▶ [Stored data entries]
____

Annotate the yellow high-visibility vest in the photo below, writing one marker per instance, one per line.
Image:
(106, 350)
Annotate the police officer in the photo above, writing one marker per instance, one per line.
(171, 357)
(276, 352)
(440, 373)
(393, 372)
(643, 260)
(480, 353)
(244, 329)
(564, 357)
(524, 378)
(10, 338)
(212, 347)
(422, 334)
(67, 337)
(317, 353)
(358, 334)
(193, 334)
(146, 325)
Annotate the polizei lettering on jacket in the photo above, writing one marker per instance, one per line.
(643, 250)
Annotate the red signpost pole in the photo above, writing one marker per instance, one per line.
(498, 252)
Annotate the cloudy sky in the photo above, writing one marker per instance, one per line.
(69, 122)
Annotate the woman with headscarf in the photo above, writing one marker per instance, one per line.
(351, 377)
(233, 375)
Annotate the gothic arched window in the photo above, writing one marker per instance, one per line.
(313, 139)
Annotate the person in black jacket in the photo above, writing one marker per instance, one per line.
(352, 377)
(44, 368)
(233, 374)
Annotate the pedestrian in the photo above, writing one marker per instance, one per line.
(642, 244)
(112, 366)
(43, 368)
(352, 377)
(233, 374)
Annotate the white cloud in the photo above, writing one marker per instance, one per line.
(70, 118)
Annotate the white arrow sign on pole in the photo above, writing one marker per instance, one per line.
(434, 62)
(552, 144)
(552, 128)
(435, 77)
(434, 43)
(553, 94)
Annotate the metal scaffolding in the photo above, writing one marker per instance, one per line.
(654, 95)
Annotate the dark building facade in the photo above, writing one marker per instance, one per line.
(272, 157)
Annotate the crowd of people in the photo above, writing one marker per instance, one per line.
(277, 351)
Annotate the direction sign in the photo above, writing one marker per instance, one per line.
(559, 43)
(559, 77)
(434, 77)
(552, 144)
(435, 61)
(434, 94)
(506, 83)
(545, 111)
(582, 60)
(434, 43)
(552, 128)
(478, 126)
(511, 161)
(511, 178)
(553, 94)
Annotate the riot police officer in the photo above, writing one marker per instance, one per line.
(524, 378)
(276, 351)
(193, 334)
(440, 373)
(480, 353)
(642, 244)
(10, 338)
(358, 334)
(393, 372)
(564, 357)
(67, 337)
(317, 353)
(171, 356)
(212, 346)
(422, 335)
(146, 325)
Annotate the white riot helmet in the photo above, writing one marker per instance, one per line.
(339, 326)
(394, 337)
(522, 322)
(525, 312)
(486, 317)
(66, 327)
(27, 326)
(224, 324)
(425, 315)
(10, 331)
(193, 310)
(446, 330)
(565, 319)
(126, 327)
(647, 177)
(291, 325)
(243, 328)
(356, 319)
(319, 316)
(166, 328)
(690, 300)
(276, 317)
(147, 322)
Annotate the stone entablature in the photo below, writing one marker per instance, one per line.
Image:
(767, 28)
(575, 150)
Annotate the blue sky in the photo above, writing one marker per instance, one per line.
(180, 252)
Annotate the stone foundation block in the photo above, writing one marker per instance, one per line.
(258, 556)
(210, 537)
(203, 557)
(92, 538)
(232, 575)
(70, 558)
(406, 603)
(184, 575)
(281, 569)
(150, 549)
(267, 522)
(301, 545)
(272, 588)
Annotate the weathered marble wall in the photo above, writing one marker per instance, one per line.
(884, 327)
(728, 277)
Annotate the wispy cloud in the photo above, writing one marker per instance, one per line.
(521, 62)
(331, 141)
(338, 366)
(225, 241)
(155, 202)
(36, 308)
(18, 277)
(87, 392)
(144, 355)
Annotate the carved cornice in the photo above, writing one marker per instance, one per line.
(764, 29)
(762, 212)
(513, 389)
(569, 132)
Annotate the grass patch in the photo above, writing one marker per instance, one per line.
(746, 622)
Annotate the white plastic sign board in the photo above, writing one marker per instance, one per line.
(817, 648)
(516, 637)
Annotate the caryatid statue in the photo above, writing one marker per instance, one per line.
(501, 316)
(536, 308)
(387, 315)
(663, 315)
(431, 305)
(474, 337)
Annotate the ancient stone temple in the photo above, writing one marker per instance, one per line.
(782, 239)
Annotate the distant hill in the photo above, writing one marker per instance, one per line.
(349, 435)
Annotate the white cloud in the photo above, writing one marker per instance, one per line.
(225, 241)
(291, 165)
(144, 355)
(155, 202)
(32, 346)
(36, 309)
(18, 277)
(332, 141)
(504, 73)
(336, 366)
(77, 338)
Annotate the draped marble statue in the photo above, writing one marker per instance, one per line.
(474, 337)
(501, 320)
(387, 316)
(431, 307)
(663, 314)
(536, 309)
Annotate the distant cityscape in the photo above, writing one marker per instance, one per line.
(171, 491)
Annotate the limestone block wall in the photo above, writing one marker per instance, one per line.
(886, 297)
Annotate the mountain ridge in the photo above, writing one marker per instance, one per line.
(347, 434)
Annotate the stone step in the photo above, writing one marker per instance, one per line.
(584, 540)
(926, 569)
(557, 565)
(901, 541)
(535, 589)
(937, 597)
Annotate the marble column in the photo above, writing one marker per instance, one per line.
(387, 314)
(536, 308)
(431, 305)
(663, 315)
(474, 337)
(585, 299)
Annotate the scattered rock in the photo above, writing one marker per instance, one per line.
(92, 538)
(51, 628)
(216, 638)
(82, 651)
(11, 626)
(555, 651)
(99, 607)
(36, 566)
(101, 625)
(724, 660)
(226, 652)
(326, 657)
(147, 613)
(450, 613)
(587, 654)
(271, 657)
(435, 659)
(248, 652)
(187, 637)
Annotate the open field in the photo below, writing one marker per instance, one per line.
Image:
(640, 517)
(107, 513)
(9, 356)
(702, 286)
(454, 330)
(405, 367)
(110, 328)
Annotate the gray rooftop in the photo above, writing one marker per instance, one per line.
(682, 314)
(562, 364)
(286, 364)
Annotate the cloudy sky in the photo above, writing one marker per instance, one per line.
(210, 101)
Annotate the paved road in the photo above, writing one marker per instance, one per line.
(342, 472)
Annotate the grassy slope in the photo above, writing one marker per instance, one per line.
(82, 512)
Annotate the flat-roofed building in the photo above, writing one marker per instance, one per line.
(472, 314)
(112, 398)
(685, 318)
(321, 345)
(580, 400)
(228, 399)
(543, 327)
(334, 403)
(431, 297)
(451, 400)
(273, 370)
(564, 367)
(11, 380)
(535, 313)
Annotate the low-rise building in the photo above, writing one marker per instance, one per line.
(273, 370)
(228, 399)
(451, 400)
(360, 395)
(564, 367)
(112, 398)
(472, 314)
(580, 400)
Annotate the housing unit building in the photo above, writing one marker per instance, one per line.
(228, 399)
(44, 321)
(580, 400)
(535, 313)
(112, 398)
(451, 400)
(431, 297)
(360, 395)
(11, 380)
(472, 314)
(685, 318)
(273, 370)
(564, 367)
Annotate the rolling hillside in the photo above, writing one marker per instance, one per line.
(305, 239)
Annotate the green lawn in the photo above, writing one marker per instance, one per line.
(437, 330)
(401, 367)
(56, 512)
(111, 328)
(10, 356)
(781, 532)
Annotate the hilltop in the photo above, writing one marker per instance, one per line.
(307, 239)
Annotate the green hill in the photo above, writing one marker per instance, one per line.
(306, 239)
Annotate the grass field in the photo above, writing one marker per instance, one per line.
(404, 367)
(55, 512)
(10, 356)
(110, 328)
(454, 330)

____

▶ [WHAT YOU HAVE TO DO]
An identical copy of the entries above is the expected result.

▶ [ANSWER TO THE PROBLEM]
Annotate the yellow high-visibility vest in the photo below, writing one marker per instance, one per line.
Image:
(106, 350)
Annotate the police officer in the photo above, writing one marker per instance, one per line.
(171, 357)
(276, 352)
(440, 373)
(393, 372)
(643, 260)
(480, 353)
(244, 329)
(564, 357)
(524, 378)
(10, 338)
(212, 347)
(422, 334)
(67, 337)
(317, 353)
(358, 334)
(193, 334)
(146, 325)
Annotate the polizei lettering on jacket in the photo above, writing one marker per instance, one per line.
(643, 250)
Annotate the red signpost pole in the photo above, writing one marker per instance, one per line.
(498, 252)
Annotate the cloudy sky in the photo above, writing one marker per instance, one per line.
(69, 122)
Annotate the woman with headscarf in the photo above, writing one marker per instance, one per line.
(351, 377)
(233, 375)
Annotate the gothic arched window in the photo above, writing one marker per instance, one per line.
(313, 139)
Annotate the person in black jacket in the photo above, writing one marker per instance, one per line.
(352, 377)
(44, 368)
(233, 374)
Annotate the pedestrian in the photo above, writing one marker per instance, one per line.
(642, 244)
(112, 366)
(43, 368)
(352, 377)
(233, 374)
Annotate the white cloud in the photo above, writing one marker per instance, one per line.
(70, 118)
Annotate the white arrow sign on pole in the photo above, writing one marker per instance, one per line.
(434, 62)
(552, 144)
(552, 128)
(435, 77)
(434, 43)
(553, 94)
Annotate the metal scaffolding in the photo above, writing one marker per instance, one per line.
(654, 95)
Annotate the dark building facade in the photo above, writing one marker per instance, one per line.
(272, 157)
Annotate the crowd of people in the photo above, writing one marker per instance, one per line.
(277, 351)
Annotate the direction sign in the photo above, writing one marker per instance, one per line.
(559, 43)
(559, 77)
(434, 77)
(552, 144)
(435, 61)
(434, 94)
(506, 83)
(545, 111)
(582, 60)
(434, 43)
(552, 128)
(478, 126)
(511, 161)
(511, 178)
(553, 94)
Annotate the riot police officer in the photo above, writing one marker per instance, one per line.
(524, 378)
(276, 351)
(193, 334)
(440, 373)
(480, 353)
(642, 244)
(10, 338)
(358, 334)
(393, 372)
(564, 357)
(67, 337)
(317, 353)
(171, 356)
(212, 346)
(422, 335)
(146, 325)
Annotate the white riot helmet in the photo above, writing one marker per instance, one per line.
(339, 326)
(394, 337)
(522, 322)
(525, 312)
(486, 317)
(66, 327)
(27, 326)
(224, 324)
(425, 315)
(10, 331)
(193, 310)
(446, 330)
(565, 319)
(126, 327)
(647, 177)
(291, 325)
(243, 328)
(356, 319)
(319, 316)
(166, 328)
(690, 300)
(276, 317)
(147, 322)
Annotate the stone entablature in the photo below, writing one marker per instance, one per line.
Image:
(767, 28)
(575, 150)
Annotate the blue sky in the photo above, writing one marker per instance, one per line.
(180, 252)
Annotate the stone foundation block in the photo above, writing one marker per instance, one per line.
(258, 556)
(210, 537)
(203, 557)
(92, 538)
(232, 575)
(70, 558)
(406, 603)
(184, 575)
(281, 569)
(150, 549)
(267, 522)
(301, 545)
(272, 588)
Annotate the weathered marble wall in the photo above, writing one marker per instance, one per line.
(884, 327)
(728, 277)
Annotate the wispy cloud in the photo above, writing one marker per instance, one per line.
(521, 62)
(331, 141)
(338, 366)
(225, 241)
(155, 202)
(36, 308)
(18, 277)
(87, 392)
(144, 355)
Annotate the carved cornice in the photo above, writing one marker per instance, one per line.
(764, 29)
(762, 212)
(513, 389)
(569, 132)
Annotate the grass patch in the photo above, writing one marker per instance, one per line.
(746, 622)
Annotate the white plastic sign board in the photo above, writing one marker per instance, one per line.
(817, 648)
(516, 637)
Annotate the caryatid statue in the photo above, writing one marker per instance, one per line.
(501, 316)
(536, 308)
(387, 315)
(663, 315)
(431, 305)
(474, 337)
Annotate the ancient stone temple in the photo above, writing one marker per instance, one per line.
(782, 239)
Annotate the distant hill in the photo above, writing one marker per instance, one per line.
(349, 435)
Annotate the white cloud in the photo above, writing one marker per instance, one per line.
(225, 241)
(291, 165)
(144, 355)
(155, 202)
(32, 346)
(36, 309)
(18, 277)
(332, 141)
(504, 73)
(336, 366)
(77, 338)
Annotate the draped marble statue in the photo above, writing one marker per instance, one per line.
(474, 337)
(501, 320)
(387, 316)
(431, 307)
(663, 314)
(536, 309)
Annotate the distant cityscape in the photo above, writing one marker per instance, one per line.
(171, 491)
Annotate the limestone block wall in the photo above, writing one marker per instance, one per line.
(886, 297)
Annotate the mountain ridge in the photo above, writing one marker per instance, one per line.
(347, 434)
Annotate the stone step in the photo above, writing one marker per instance, one per line.
(584, 540)
(926, 569)
(557, 565)
(901, 541)
(535, 589)
(937, 597)
Annotate the marble column in the photo above, writing one marker per instance, one per line.
(387, 314)
(536, 308)
(431, 305)
(663, 315)
(474, 337)
(585, 299)
Annotate the scattered rock in the photo above, writing one marker per instance, one per line.
(92, 538)
(51, 628)
(216, 638)
(82, 651)
(11, 626)
(555, 651)
(99, 607)
(36, 566)
(101, 625)
(724, 660)
(226, 652)
(326, 657)
(147, 613)
(450, 613)
(587, 654)
(271, 657)
(435, 659)
(248, 652)
(187, 637)
Annotate the open field in the photo below, writing one marker per instance, one per line.
Image:
(640, 517)
(107, 513)
(9, 356)
(702, 286)
(454, 330)
(405, 367)
(110, 328)
Annotate the gray rooftop in the photo above, writing one marker per instance, one per line.
(682, 314)
(562, 364)
(286, 364)
Annotate the cloudy sky in the photo above, writing one marker per instance, one per line.
(210, 101)
Annotate the paved road in the photo above, writing one marker per instance, one per line.
(342, 472)
Annotate the grassy slope in the photo above, writing one marker per instance, one per line.
(82, 512)
Annotate the flat-roofed building in the photo above, writing one marker per instance, one per line.
(472, 314)
(112, 398)
(685, 318)
(321, 345)
(580, 400)
(228, 399)
(543, 327)
(334, 403)
(431, 297)
(451, 400)
(273, 370)
(564, 367)
(11, 380)
(535, 313)
Annotate the low-rise building in the photo above, writing one marker per instance, one per line.
(273, 370)
(228, 399)
(451, 400)
(360, 395)
(564, 367)
(112, 398)
(472, 314)
(580, 400)
Annotate the housing unit building in the photo above, writing one marker per instance, one per line.
(228, 399)
(44, 321)
(580, 400)
(535, 313)
(112, 398)
(451, 400)
(431, 297)
(360, 395)
(11, 380)
(472, 314)
(685, 318)
(273, 370)
(564, 367)
Annotate the rolling hillside in the photo above, writing one marker per instance, one per line.
(305, 239)
Annotate the green lawn in the photo above, writing one marker per instance, one per line.
(437, 330)
(401, 367)
(56, 512)
(111, 328)
(10, 356)
(781, 532)
Annotate the hilltop in the photo above, writing one marker per instance, one per line.
(307, 239)
Annotate the green hill in the photo above, writing one marker per instance, one per line.
(306, 239)
Annotate the grass field in the photo above, writing one marker per instance, one per line.
(404, 367)
(55, 512)
(10, 356)
(110, 328)
(454, 330)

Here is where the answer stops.